### Extracted material ###
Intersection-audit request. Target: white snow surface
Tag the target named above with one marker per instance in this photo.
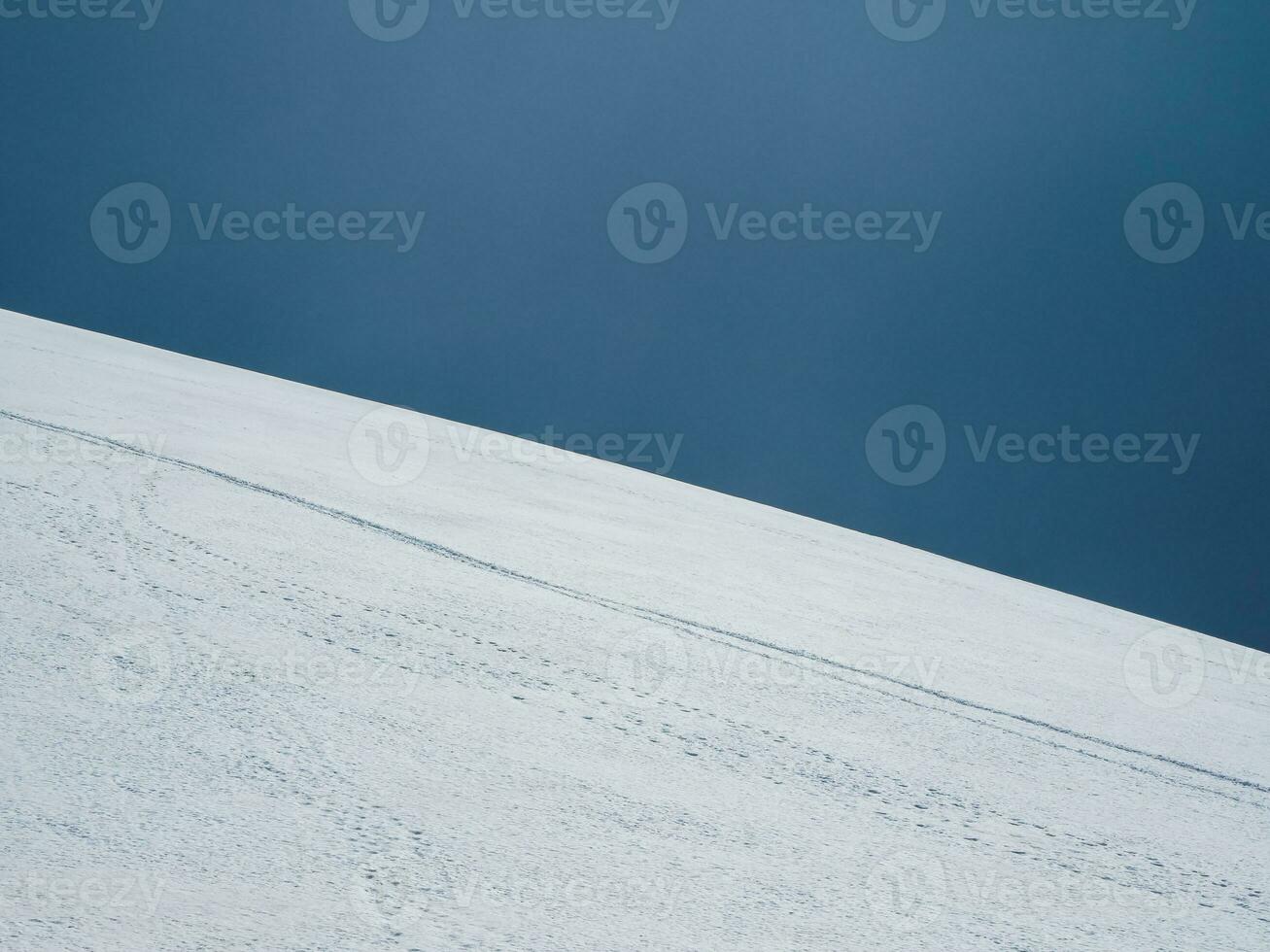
(252, 698)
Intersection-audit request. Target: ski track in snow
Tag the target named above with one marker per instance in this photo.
(498, 749)
(686, 625)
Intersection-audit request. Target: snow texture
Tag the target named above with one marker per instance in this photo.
(267, 686)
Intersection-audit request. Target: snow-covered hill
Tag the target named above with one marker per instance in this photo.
(289, 670)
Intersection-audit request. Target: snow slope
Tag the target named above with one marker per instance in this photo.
(261, 690)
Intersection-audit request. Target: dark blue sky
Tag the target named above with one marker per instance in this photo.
(1030, 311)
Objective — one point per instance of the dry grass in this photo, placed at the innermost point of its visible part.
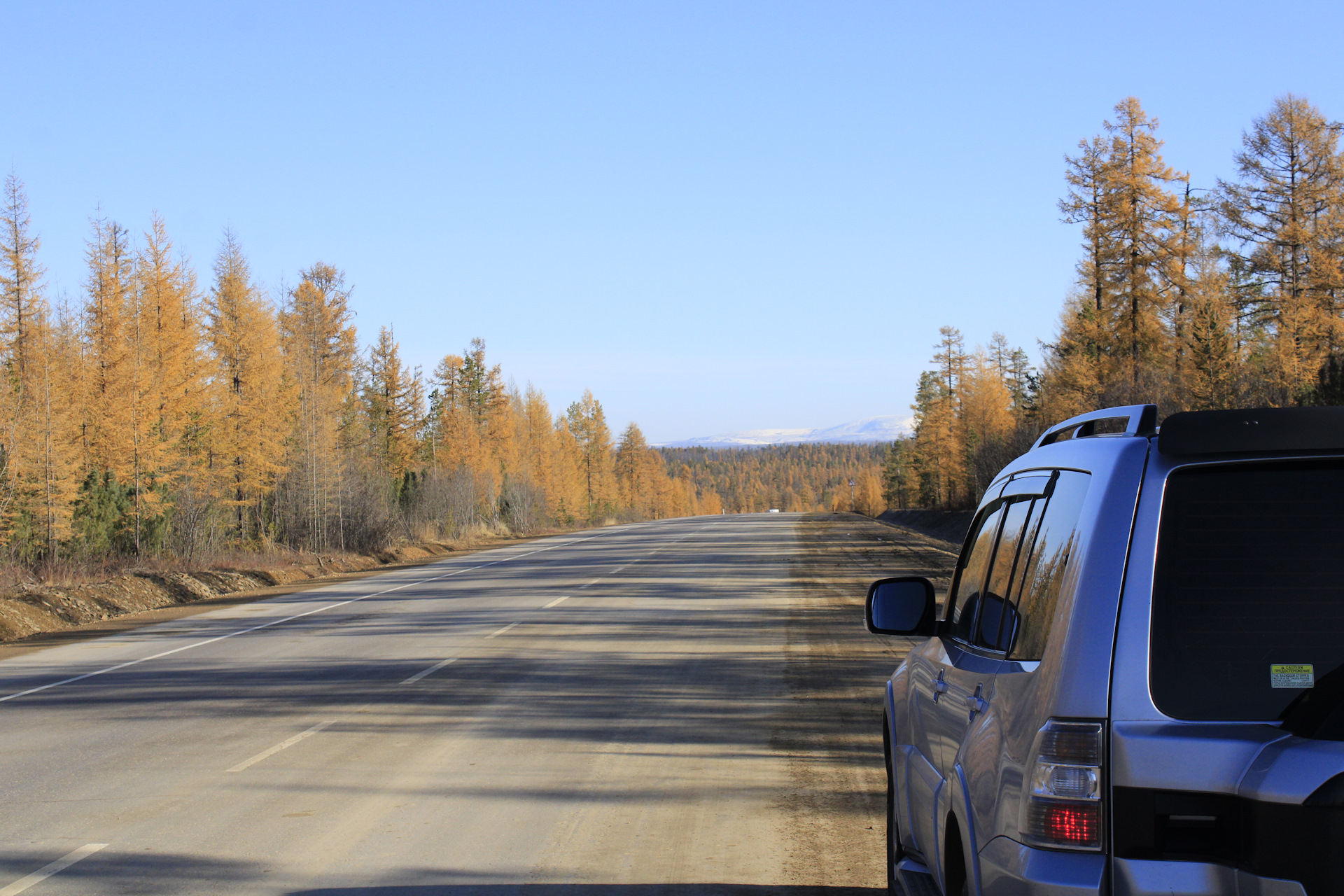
(85, 571)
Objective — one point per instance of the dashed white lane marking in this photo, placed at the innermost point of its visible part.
(283, 745)
(48, 871)
(276, 622)
(432, 669)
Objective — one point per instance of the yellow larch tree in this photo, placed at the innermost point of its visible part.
(252, 413)
(320, 359)
(109, 383)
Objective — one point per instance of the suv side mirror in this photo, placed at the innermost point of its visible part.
(901, 606)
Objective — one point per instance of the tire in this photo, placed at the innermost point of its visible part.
(894, 850)
(955, 862)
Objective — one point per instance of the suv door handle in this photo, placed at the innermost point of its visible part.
(976, 701)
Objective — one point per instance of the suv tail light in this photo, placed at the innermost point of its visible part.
(1065, 786)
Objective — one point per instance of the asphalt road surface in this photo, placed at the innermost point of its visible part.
(683, 707)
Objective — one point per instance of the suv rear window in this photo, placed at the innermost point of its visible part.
(1247, 589)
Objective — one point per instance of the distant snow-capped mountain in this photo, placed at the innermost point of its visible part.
(873, 429)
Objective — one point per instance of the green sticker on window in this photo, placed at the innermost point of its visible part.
(1292, 676)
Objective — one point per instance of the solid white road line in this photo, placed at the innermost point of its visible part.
(283, 745)
(276, 622)
(48, 871)
(495, 634)
(425, 672)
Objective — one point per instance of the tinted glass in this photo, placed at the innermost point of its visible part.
(967, 598)
(1249, 589)
(1046, 562)
(991, 631)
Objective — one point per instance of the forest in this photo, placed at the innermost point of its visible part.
(159, 416)
(1189, 298)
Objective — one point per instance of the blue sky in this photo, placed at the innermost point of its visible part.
(715, 216)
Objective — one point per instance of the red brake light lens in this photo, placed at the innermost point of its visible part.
(1068, 824)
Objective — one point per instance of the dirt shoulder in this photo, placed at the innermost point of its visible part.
(831, 727)
(39, 617)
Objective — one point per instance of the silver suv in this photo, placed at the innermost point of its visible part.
(1136, 684)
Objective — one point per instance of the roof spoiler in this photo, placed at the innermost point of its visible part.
(1254, 429)
(1132, 419)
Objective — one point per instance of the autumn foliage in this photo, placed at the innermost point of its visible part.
(158, 415)
(1189, 298)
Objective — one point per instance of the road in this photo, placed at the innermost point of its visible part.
(680, 707)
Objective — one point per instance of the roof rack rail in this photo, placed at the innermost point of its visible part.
(1138, 419)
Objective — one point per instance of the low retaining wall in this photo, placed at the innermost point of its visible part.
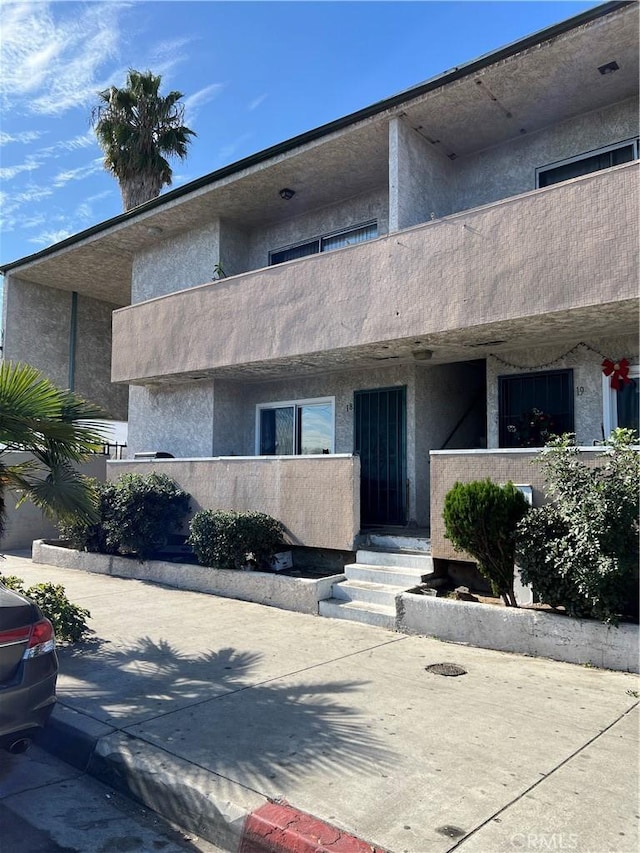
(527, 632)
(287, 593)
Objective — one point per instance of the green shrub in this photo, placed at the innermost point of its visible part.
(231, 540)
(137, 516)
(581, 551)
(481, 518)
(84, 536)
(69, 620)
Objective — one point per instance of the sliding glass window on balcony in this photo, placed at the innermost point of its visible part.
(289, 429)
(585, 164)
(327, 243)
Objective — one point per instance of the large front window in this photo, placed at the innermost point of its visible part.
(292, 428)
(534, 407)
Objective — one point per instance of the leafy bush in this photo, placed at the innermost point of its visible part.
(231, 540)
(581, 552)
(84, 536)
(137, 516)
(69, 620)
(481, 518)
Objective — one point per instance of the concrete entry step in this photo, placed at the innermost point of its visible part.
###
Given request -
Copy all of the lines above word for word, leaving out the pictures.

Final result -
Intersection-audit request. Target: white snow surface
Tag the target named above with one marker per instance in this photo.
(252, 698)
Intersection-audit request. Target: ski track in snow
Tag the target named above with one marker per instance in this photo.
(498, 749)
(686, 625)
Intersection-audit request. Target: snow texture
Tag the target named above with one marker per instance in this photo.
(267, 686)
Intersection-audit request. Target: snow-covered hill
Tag the target named above with one marker per instance in this photo.
(289, 670)
Intersection-audit request. Target: snow slope
Tag the target named above with one marker per instance in this photo.
(261, 690)
Intersection-audit request. Target: dark blue sky
Tag the target named above with one marker per instance in this photo.
(1030, 311)
Objective — one point per instance of the dry grass in this photo, placed at the innermost point of its visible part.
(85, 571)
Objective — one point per instance of the dashed white lane marking in this photo, placed at the innermost point of its visible part.
(283, 745)
(48, 871)
(276, 622)
(432, 669)
Objective — one point per instance of the yellow larch tree in this photo, placed at the innermost point of its visible part.
(252, 413)
(320, 359)
(109, 383)
Objective — one point per instance of the suv side mirror in this photo, placed at the innermost point of its visible part.
(901, 606)
Objective — one point per instance of the tire in this photo, placed at the innermost point of its visible part.
(894, 850)
(955, 862)
Objective — one point per instance of the suv door handle in this photo, placed at the innermost point of its visible part.
(976, 701)
Objective — one point per instance of the suv tail light in this photo, placed at the innermost point of its visible part.
(1065, 786)
Objective — one point per instance of the asphalt road surface in this photo, placed at the innermost point of its visible part.
(683, 707)
Objective — one point per instance of the suv rear window in this photo, placed at the innermost point of its visible part.
(1247, 589)
Objective — one point per instance of the distant snow-capped mountain in this photo, placed at the innermost point of its visible part.
(873, 429)
Objective — one point per instance of the green sticker on window in this photo, placed at the innermost point of its visible part.
(1292, 676)
Objective — one point per instance of the solid white road line in this photo, placed at the innermost point of its visible part.
(283, 745)
(276, 622)
(48, 871)
(495, 634)
(425, 672)
Objective — one point per instance of the tinted glass in this photo, placed at the innermost point of its visible part.
(967, 598)
(1249, 589)
(1046, 562)
(991, 631)
Objective — one point per instance of the forest in this photo, placed at the innermost point of its visible part.
(159, 416)
(1189, 298)
Objective — one point per instance of the blue sky in this photo, placed at the innermost point of its visible part.
(715, 216)
Objective — one point per instance of the red brake light lens in this photo, placed at the innermost point of its visible part.
(1068, 824)
Objective — one point per instance of the dirt shoulder in this photo, placed at the innermost point of its visible part.
(831, 727)
(39, 617)
Objective — one point per instance of the silver suv in this photo, placed at the innermost point of its visible part.
(1136, 684)
Objective — one point per instance of the roof spoiler in this photo, placed at the innermost point of its visible part.
(1254, 429)
(1132, 419)
Objective — one point per instance of the autumn foliage in this photo, placed at the innermost point of its visible part.
(158, 415)
(1189, 298)
Objective — one point per instance of the road in this photo, placed at the innermost point of its visible part.
(680, 707)
Objective — one point per instance of the roof rack rail in this photo, placed at the innermost point of its visible part.
(1138, 419)
Objective — one point per instance of the low retaining wall in this photo, placed at the innermost point of its visible part.
(527, 632)
(287, 593)
Objective — one point per instance of the green shrub in this photo, placed at the innermost point of its visible part.
(231, 540)
(137, 516)
(581, 551)
(481, 518)
(84, 536)
(69, 620)
Objective — one point per instance of the sliding glass window on balcony in this photo, placed at the innermost point of its visible part.
(289, 429)
(585, 164)
(327, 243)
Objective — one point per instance of the large front window in this photo, placed at the innermost point of its visible part.
(292, 428)
(534, 407)
Objective — one point per instance of the leafy bush in this photo, placed at the innermost point of its visible part.
(231, 540)
(581, 552)
(84, 536)
(137, 516)
(69, 620)
(481, 518)
Objective — one point per instance of the concrete entry step in this photo, placed at the innermost point of its visible part.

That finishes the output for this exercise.